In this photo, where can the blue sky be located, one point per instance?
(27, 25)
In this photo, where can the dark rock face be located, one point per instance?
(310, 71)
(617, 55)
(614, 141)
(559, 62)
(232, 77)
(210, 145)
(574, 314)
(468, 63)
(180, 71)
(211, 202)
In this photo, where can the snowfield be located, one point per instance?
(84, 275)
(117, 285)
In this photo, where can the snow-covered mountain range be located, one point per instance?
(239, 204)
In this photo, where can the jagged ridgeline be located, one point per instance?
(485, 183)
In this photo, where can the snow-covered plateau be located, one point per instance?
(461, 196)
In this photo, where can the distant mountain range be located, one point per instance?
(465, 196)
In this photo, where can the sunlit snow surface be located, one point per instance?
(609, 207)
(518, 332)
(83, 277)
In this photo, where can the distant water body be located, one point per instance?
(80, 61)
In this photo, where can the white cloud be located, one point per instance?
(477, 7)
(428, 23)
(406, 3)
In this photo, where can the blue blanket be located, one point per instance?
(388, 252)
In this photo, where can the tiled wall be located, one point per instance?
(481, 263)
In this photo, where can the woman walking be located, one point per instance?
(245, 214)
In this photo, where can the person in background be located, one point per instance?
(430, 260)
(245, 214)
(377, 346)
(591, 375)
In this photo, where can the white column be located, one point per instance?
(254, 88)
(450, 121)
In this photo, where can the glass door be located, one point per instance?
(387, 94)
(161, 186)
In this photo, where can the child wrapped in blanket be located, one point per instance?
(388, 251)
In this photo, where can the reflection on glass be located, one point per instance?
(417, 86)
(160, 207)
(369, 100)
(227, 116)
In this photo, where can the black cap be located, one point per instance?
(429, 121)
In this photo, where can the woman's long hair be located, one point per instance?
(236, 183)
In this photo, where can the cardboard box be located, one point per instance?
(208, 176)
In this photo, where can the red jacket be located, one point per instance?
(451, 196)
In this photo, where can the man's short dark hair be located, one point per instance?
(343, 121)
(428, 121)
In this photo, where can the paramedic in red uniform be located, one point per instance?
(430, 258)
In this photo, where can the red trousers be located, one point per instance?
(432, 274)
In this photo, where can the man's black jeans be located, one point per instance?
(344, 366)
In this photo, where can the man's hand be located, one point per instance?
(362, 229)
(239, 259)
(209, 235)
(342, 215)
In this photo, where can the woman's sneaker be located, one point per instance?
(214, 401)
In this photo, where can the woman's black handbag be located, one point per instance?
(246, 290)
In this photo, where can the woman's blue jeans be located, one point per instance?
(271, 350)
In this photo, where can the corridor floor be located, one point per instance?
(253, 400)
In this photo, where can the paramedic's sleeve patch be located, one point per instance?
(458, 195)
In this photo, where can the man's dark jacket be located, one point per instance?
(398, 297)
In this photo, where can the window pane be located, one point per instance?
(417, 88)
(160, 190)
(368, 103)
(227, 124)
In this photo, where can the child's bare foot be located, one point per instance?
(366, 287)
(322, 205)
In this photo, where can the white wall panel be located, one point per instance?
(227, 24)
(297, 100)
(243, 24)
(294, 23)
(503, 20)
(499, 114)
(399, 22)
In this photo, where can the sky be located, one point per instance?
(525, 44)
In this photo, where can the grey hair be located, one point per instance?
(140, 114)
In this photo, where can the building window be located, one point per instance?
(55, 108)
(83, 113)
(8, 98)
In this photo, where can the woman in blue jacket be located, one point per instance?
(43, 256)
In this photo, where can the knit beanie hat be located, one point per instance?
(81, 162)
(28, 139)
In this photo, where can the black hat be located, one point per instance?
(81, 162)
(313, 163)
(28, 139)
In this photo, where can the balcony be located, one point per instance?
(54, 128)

= = = = =

Problem details: Give back, word for word, the lines from the one with "In this photo, where can the black hat" through the last line of the entries, both included, and no other line.

Response to this task:
In this photo, where can the black hat be located, one point per instance?
(81, 162)
(313, 163)
(28, 139)
In this photo, where can the balcony be located, one point per instance?
(54, 128)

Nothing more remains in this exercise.